— start of Extracted material —
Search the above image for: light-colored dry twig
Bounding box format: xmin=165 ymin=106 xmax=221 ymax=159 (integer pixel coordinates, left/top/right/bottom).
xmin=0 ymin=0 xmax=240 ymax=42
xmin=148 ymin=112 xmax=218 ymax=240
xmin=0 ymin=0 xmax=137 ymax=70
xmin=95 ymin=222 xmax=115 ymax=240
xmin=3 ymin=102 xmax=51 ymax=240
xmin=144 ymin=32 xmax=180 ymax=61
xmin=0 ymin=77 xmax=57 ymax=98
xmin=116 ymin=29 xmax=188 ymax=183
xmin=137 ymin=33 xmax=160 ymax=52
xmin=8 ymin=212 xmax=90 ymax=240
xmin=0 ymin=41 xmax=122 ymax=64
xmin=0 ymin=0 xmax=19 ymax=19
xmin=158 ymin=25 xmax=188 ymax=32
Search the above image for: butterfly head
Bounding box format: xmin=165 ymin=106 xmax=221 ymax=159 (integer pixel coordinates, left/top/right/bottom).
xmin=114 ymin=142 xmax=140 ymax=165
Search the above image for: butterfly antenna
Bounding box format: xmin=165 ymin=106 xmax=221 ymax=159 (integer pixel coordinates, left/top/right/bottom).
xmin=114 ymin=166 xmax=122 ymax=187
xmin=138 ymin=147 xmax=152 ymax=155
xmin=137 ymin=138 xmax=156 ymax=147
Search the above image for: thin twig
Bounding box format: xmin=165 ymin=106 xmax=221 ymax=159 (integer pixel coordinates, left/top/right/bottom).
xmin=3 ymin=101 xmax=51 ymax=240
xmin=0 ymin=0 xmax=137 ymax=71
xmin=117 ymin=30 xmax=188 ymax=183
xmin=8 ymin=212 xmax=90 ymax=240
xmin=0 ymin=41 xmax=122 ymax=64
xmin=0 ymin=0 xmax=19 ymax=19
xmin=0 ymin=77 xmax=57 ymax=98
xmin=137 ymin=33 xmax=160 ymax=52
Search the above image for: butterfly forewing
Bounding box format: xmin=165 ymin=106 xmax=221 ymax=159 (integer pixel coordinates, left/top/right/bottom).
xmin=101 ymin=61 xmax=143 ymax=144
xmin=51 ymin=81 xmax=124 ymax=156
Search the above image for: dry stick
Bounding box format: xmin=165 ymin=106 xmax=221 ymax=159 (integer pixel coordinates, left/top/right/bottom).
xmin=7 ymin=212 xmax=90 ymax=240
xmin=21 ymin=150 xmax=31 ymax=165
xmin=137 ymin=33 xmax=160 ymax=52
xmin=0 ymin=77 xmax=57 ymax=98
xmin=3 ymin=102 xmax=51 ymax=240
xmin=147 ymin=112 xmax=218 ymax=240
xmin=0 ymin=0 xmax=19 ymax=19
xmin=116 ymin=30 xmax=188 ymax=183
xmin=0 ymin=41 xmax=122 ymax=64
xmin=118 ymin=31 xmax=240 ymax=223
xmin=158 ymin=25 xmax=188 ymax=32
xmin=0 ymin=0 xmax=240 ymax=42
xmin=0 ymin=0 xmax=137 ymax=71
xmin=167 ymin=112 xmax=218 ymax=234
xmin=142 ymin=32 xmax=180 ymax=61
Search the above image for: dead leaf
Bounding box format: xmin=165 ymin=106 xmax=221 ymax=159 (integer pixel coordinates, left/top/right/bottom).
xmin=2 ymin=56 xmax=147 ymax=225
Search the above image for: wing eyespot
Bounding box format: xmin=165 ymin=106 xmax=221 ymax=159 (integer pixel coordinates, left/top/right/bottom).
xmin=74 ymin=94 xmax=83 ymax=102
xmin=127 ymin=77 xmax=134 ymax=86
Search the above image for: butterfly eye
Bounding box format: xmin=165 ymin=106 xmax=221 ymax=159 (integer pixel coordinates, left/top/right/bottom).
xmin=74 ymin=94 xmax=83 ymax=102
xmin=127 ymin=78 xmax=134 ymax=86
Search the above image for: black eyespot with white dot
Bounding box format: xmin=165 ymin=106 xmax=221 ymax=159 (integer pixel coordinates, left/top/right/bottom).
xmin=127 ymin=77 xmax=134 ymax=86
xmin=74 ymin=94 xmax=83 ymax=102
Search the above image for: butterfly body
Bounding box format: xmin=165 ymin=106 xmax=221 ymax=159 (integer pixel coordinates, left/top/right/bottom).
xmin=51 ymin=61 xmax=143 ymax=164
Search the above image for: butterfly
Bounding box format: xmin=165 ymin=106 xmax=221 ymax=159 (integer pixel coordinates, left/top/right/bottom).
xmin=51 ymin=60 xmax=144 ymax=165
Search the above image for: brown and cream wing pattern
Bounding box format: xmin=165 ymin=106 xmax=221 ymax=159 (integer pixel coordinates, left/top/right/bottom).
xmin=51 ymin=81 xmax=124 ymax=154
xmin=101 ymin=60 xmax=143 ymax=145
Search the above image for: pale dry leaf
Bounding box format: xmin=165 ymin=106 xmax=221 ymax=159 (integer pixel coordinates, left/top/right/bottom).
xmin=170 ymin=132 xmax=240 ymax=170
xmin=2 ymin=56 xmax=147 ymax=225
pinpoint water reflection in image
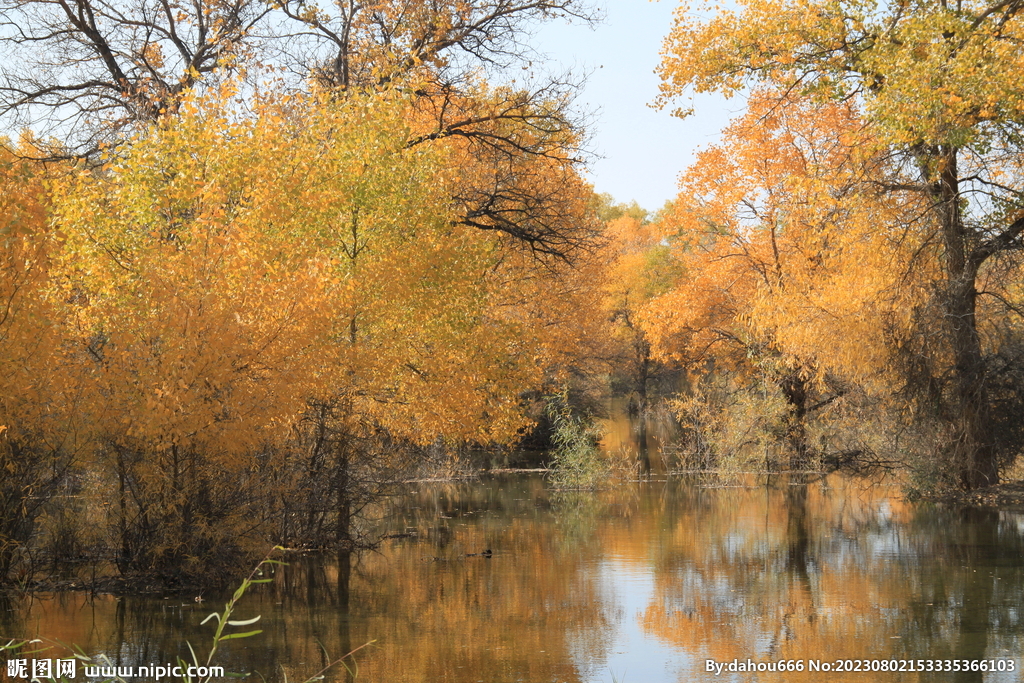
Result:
[0,476,1024,683]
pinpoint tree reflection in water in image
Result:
[0,475,1024,683]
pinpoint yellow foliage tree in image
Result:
[641,93,927,471]
[662,0,1024,487]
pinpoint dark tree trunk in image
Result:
[928,147,999,489]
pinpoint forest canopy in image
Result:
[0,0,1024,584]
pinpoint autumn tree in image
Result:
[0,0,592,257]
[597,196,675,410]
[639,92,928,465]
[0,0,268,155]
[660,0,1024,487]
[0,140,87,584]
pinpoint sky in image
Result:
[531,0,741,211]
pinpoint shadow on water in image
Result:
[6,475,1024,683]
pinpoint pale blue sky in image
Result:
[532,0,742,211]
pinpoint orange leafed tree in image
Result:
[660,0,1024,488]
[641,93,921,462]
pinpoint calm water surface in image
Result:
[6,475,1024,683]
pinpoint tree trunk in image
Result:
[925,147,998,489]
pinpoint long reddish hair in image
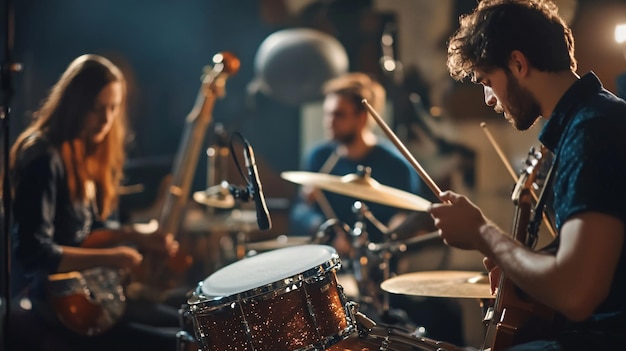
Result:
[11,54,128,219]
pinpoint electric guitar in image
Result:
[482,146,556,351]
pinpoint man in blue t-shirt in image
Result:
[290,73,462,342]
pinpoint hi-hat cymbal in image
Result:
[280,171,430,211]
[380,271,495,299]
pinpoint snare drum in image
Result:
[188,245,356,351]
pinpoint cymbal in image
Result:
[380,271,495,299]
[280,171,430,211]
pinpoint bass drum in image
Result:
[326,324,462,351]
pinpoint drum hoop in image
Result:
[187,253,341,312]
[356,325,460,351]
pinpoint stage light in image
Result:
[615,23,626,44]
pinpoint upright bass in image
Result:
[127,52,240,300]
[48,52,240,336]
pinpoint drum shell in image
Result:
[189,245,355,351]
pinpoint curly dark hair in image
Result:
[447,0,577,80]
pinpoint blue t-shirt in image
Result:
[539,72,626,338]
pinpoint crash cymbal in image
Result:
[280,171,430,211]
[380,271,495,299]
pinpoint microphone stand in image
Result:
[0,0,21,349]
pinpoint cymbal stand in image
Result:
[352,201,391,315]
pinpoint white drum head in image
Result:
[201,245,338,297]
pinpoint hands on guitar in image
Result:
[71,226,180,275]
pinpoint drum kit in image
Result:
[178,172,493,351]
— end of Extracted material —
Your goal
Shift every coordinate in the answers by -27 and write out again the records starting at the line containing "Search the above image for: wing eyespot" and ending at the line containing "xmin=51 ymin=60 xmax=144 ymax=165". Include the requests, and leave the requests and their format lines unchanged.

Written reply
Search the above image for: wing eyespot
Bounding box format: xmin=165 ymin=106 xmax=221 ymax=159 (integer pixel coordinates, left/top/right/bottom).
xmin=47 ymin=67 xmax=56 ymax=75
xmin=100 ymin=50 xmax=107 ymax=59
Search the above image for: butterfly eye
Bounding box format: xmin=165 ymin=106 xmax=221 ymax=159 (integer pixel coordinates, left/top/right/bottom).
xmin=47 ymin=67 xmax=56 ymax=75
xmin=100 ymin=51 xmax=107 ymax=59
Search the above image for: black eyespot with white dot
Bounding box format: xmin=165 ymin=106 xmax=221 ymax=159 (integer pixel coordinates, left/top/right/bottom).
xmin=100 ymin=50 xmax=107 ymax=59
xmin=47 ymin=67 xmax=56 ymax=75
Search the above image for: butterfly body
Bounding box format: xmin=165 ymin=106 xmax=221 ymax=159 (integer pixel coordinates, left/top/right/bottom).
xmin=24 ymin=34 xmax=116 ymax=137
Search the above image for: butterfly
Bounding box format: xmin=165 ymin=106 xmax=221 ymax=159 (integer pixel coordinates, left/top/right/bottom).
xmin=24 ymin=33 xmax=117 ymax=138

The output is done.